[Part of a data file]
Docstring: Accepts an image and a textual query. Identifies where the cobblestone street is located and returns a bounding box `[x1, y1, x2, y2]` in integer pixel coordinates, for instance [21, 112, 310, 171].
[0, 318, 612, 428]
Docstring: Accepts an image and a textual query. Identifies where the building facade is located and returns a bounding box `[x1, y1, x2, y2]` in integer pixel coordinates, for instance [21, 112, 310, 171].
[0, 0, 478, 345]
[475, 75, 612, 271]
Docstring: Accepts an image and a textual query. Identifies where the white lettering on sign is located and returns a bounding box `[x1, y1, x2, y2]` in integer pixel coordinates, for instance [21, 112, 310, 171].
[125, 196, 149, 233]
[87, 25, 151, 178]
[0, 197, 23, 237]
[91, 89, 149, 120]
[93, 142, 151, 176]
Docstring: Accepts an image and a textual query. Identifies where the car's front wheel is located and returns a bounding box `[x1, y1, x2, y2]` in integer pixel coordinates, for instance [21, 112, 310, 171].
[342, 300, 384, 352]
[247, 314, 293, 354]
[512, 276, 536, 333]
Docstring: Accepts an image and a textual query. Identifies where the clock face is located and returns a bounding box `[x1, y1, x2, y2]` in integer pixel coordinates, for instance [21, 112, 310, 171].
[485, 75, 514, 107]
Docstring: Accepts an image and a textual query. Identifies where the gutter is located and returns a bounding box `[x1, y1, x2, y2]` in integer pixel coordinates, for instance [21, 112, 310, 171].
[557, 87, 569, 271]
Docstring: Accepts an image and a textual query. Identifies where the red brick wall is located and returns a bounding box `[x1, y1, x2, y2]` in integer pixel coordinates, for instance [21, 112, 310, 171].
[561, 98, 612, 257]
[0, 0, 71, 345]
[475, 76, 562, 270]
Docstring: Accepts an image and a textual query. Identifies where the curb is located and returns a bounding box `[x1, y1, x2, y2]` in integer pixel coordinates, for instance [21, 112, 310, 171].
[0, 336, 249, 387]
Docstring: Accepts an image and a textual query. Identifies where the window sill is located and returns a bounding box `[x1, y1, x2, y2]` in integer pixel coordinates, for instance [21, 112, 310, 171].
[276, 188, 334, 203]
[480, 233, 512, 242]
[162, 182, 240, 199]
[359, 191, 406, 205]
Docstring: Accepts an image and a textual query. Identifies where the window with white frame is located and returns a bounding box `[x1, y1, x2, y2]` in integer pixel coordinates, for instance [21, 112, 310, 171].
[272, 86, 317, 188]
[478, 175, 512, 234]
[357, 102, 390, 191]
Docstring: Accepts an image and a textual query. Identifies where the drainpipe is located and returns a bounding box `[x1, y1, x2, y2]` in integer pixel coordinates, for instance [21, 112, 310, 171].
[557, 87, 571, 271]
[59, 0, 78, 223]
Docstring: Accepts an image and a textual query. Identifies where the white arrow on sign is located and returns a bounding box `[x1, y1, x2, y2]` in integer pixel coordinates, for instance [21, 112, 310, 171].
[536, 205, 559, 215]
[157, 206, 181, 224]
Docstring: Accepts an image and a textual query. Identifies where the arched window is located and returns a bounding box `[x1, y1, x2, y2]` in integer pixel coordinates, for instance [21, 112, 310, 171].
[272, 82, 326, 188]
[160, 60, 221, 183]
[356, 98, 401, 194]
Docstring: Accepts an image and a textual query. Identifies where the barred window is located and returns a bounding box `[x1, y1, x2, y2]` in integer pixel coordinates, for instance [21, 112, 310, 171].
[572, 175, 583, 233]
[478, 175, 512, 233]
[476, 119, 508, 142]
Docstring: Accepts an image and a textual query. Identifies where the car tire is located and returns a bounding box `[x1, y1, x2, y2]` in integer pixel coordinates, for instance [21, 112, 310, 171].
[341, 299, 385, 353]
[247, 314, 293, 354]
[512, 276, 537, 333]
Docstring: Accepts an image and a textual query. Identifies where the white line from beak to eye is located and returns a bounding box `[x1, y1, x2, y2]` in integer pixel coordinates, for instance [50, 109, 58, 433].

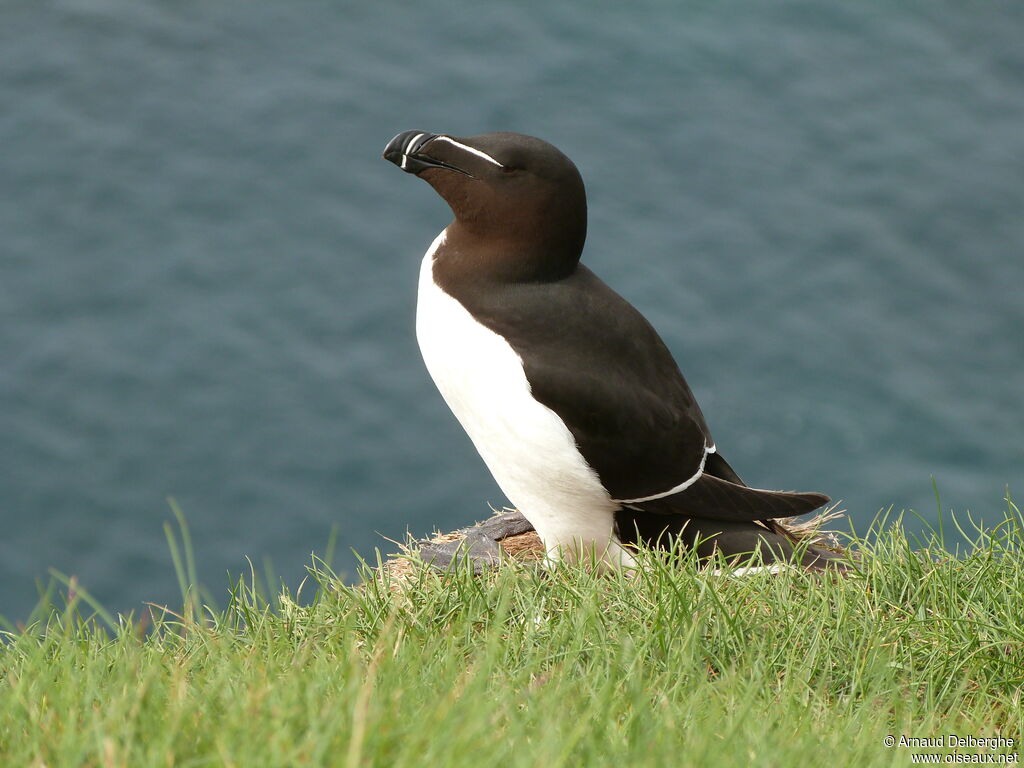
[430, 136, 505, 168]
[403, 133, 427, 154]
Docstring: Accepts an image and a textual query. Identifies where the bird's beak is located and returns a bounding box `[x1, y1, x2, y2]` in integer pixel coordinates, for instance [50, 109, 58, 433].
[383, 131, 473, 177]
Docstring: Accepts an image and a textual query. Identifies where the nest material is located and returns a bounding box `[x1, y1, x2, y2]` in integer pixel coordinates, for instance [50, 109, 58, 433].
[382, 507, 847, 582]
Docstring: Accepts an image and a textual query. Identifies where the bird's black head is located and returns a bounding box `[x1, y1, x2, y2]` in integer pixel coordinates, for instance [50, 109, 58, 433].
[384, 131, 587, 265]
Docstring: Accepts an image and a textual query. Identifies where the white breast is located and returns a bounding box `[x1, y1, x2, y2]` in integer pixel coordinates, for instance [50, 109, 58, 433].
[416, 231, 632, 565]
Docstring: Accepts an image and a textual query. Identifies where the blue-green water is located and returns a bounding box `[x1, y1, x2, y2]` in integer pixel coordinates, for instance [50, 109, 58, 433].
[0, 0, 1024, 617]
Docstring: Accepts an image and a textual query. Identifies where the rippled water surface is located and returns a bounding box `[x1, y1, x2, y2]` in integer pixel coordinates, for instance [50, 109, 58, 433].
[0, 0, 1024, 617]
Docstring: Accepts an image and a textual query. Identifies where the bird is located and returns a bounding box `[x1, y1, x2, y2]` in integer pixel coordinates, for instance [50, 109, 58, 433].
[383, 130, 839, 569]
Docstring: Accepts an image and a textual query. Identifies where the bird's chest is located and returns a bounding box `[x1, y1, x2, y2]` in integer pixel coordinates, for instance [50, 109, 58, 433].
[416, 239, 603, 495]
[416, 241, 547, 450]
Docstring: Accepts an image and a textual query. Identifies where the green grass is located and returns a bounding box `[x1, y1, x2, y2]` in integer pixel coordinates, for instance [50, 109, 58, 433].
[0, 502, 1024, 768]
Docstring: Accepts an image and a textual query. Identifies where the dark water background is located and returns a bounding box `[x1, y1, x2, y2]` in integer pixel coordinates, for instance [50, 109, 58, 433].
[0, 0, 1024, 617]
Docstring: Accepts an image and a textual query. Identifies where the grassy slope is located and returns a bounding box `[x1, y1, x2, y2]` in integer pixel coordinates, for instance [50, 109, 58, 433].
[0, 505, 1024, 768]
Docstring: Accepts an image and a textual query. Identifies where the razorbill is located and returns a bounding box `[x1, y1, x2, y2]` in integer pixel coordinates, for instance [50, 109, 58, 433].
[384, 131, 835, 566]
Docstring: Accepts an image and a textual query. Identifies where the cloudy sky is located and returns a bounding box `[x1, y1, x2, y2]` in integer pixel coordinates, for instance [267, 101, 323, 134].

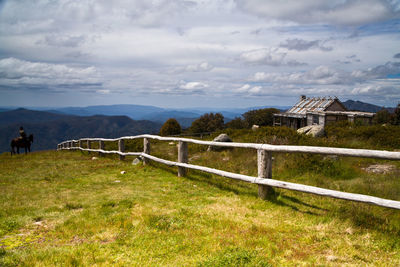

**Prompt:**
In every one of the items above, switch "textual query" to "text prompt" and write the items out again with nothing else changed. Leave the pictures out of your answer.

**Exercise answer:**
Docstring: Accepts an image and a text prompt. Identifies where the cobblestone street is located and returns a bounding box `[x1, y1, x2, y2]` in integer pixel coordinates, for instance [21, 112, 310, 171].
[0, 318, 612, 428]
Docstring: Accepts an image and a text prompt. Identifies where the building facade is located and returns a bounding box `[x1, y1, x2, y2]` in integer pixel coordinates, for instance [21, 112, 310, 171].
[0, 0, 478, 345]
[475, 75, 612, 271]
Docstring: Accepts an image and a text prompt. Identifies where the white lettering on sign is located and returns a bounding box `[x1, y1, x2, y2]` in integer pixel coordinates, for instance [21, 112, 310, 171].
[125, 196, 149, 233]
[87, 25, 151, 178]
[0, 197, 23, 237]
[91, 89, 149, 120]
[93, 142, 151, 176]
Docstring: Accepts an image and a text prompt. Identifies where the car's front wheel is located and returns a bounding box `[x1, y1, x2, y2]` in integer pixel coordinates, for instance [21, 112, 310, 171].
[342, 300, 384, 352]
[247, 314, 293, 354]
[512, 276, 536, 333]
Docstring: Accepts an image and a text prompt. Identifies where the clock face is located and returns a bounding box `[x1, y1, x2, y2]` in integer pixel coordinates, for instance [21, 112, 310, 171].
[485, 75, 514, 107]
Docstring: Accepts an image and a text prompt. Identifies where the gutter is located and returns a bounding box `[x1, y1, x2, y2]` in integer pixel coordinates, for instance [21, 112, 310, 171].
[557, 87, 569, 271]
Docstring: Accepts an image and a text prompt. Identifies where the red brick wall is located and returns a bounding box `[x1, y1, x2, y2]` in integer pixel coordinates, for instance [21, 112, 310, 171].
[561, 98, 612, 257]
[0, 0, 71, 345]
[475, 76, 562, 270]
Docstring: Accepts an image and a text prompt. Identifies where the curb is located and returns a bounding box `[x1, y1, x2, y2]` in integer pixel coordinates, for instance [21, 112, 310, 171].
[0, 336, 249, 387]
Docstring: Accepts an image and a text prompt. Identifies where the window sill is located and returns a bounding box `[x1, y1, x2, y2]` in integer pixel coordinates, for instance [21, 112, 310, 171].
[276, 188, 334, 203]
[480, 233, 512, 242]
[162, 182, 240, 199]
[359, 191, 406, 205]
Docstring: Accepts an image and a text prompt. Identifies where the window with white frame is located and returns a bounding box `[x1, y1, x2, y2]` in integer pixel coordinates, for instance [21, 112, 310, 171].
[272, 86, 317, 188]
[478, 175, 512, 234]
[357, 102, 390, 191]
Docstring: Accepts an image and a text prompt. Identifies where the drainpipe is located and returns a bounding box `[x1, y1, x2, y2]` in integer pixel coordinates, for instance [21, 112, 310, 171].
[557, 87, 571, 271]
[59, 0, 78, 223]
Docstring: Accepts an image and a text prompt. Identifies where the white arrow on sign is located and returns a bounding box `[x1, y1, x2, y2]` in integer pixel coordinates, for instance [21, 112, 310, 171].
[536, 205, 559, 215]
[157, 206, 181, 224]
Docstring: Accepts an image and a text prompt. Identifies where the arched window is located and returns a bounding box `[x1, y1, x2, y2]` in integer pixel coordinates, for instance [21, 112, 310, 171].
[272, 82, 326, 188]
[160, 60, 221, 183]
[356, 98, 401, 194]
Docstring: Accepts an image and a text prompt. Identifies where the barred window is located and returns a bounding box `[x1, y1, x2, y2]` in integer pixel coordinates, for instance [21, 112, 310, 171].
[572, 175, 583, 233]
[478, 175, 512, 233]
[476, 119, 508, 142]
Docstring: Accepts an image and a text prompt. Identifies where the car tire is located and returns a bounding box `[x1, y1, x2, y2]` in integer pixel coordinates, for instance [21, 112, 310, 171].
[341, 299, 385, 353]
[247, 314, 293, 354]
[512, 276, 537, 333]
Docstring: Accepts an image and a text prompt. Identifies where the white line from beak to eye is located and returns a bounding box `[x1, y1, x2, y2]` in integer pixel coordinates, for instance [50, 109, 58, 433].

[430, 136, 505, 168]
[403, 133, 427, 154]
Docstring: Accepts an image and a text prompt. Identifies where the bird's beak is located and returns a bounding box `[x1, y1, x2, y2]` in integer pixel coordinates, for instance [50, 109, 58, 433].
[383, 131, 473, 177]
Docstring: Accepts an image and a text prompt. Identifies where the nest material is located and returns a bounding box `[x1, y1, x2, y2]` in integer pixel coordinates, for instance [50, 109, 58, 433].
[382, 507, 847, 582]
Docstring: Accepts an image and a text prompt. Identifies where the bird's black head is located and returns a bounding box `[x1, y1, x2, y2]` in integer pixel coordinates, for instance [50, 109, 58, 433].
[384, 131, 587, 265]
Docstring: Accepts an image and a text prompt. Identifies where the white breast is located and returns a bounding box `[x1, y1, x2, y2]` in integer pixel coordinates, for instance [50, 109, 58, 433].
[416, 231, 632, 565]
Docstring: Accepts an image and a text prompt. Identifies where the blue-green water is located and returns a bounding box `[x1, y1, x2, y2]` in integer pixel coordinates, for instance [50, 109, 58, 433].
[0, 0, 1024, 617]
Docstring: Accepts an image and a text prompt. Identifies where the rippled water surface is located and returns a bounding box `[x1, y1, x2, y2]` in integer pixel coordinates, for instance [50, 109, 58, 433].
[0, 0, 1024, 617]
Docstring: Accepts an image and a text prompt. Identifies where the bird is located and returns a bounding box `[x1, y1, x2, y2]` in integer pixel coordinates, for instance [50, 109, 58, 433].
[383, 130, 839, 569]
Docstring: Accepts an image and a text prompt. Identifies where the bird's chest is located and returns a bounding box `[x1, y1, x2, y2]` in integer pixel coordinates, for instance [50, 109, 58, 433].
[416, 239, 603, 495]
[416, 241, 547, 450]
Docstring: Accepts an image and a text prompt. Identifies where the green grass is located and returns a bounding box `[x1, y1, x2, y2]` in integer pixel coordinates, for instance [50, 109, 58, 433].
[0, 502, 1024, 768]
Docstring: Accepts an image and a text prompt. Identifies where the dark water background is located and returns a bounding box `[x1, y1, x2, y2]` in integer pixel coordinates, for instance [50, 109, 58, 433].
[0, 0, 1024, 617]
Docstring: Accepts an image and a text prompt. Identifies where the grassy slope is located and returns a bounding box `[x1, y1, x2, y2]` in integer pixel coordinates, for instance [50, 109, 58, 433].
[0, 505, 1024, 768]
Docstring: Accepts an image and a text prompt. Identifies where the razorbill is located and returns a bounding box `[x1, y1, x2, y2]` in integer pixel coordinates, for instance [50, 109, 58, 433].
[384, 131, 835, 566]
Docstring: Accepts an image and a text prompt. Identifies where the cloudy sky is located and returns a bounding box `[x1, y1, x2, y2]` in integer pixel coordinates, for instance [267, 101, 323, 134].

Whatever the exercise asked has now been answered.